▶ _AIM OF THE EXERCISE_: Can you return, word for word, the lines from the one that contains "marking accordingly in the photo above." on through the one that contains "Each instance receives exactly one keypoint. Mark the blue", with both of those lines included?

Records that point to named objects
--------------------
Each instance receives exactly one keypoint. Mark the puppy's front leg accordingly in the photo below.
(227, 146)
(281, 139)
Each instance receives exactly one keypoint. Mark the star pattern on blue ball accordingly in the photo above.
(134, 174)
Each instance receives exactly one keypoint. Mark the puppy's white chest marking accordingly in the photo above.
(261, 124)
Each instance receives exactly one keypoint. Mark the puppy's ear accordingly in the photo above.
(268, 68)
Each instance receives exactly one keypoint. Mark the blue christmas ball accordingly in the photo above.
--------------------
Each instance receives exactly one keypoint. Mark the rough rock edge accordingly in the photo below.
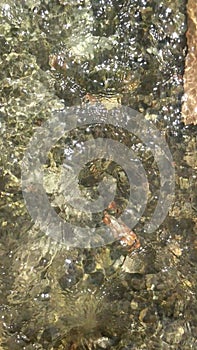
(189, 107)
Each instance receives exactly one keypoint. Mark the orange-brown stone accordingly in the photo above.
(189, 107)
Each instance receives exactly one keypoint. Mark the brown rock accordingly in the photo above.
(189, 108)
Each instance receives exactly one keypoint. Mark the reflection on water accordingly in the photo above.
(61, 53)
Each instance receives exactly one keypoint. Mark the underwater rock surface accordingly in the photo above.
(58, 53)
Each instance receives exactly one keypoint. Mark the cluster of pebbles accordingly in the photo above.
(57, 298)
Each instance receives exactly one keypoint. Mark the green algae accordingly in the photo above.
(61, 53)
--------------------
▶ _RESULT BELOW_:
Each instance receives exactly one keypoint. Mark the puppy's white chest marking accordingly in the photo above.
(261, 124)
Each instance receives exactly one keypoint. Mark the puppy's ear accordingly in the photo above.
(268, 68)
Each instance receives exactly one keypoint. Mark the blue christmas ball accordingly in the photo above.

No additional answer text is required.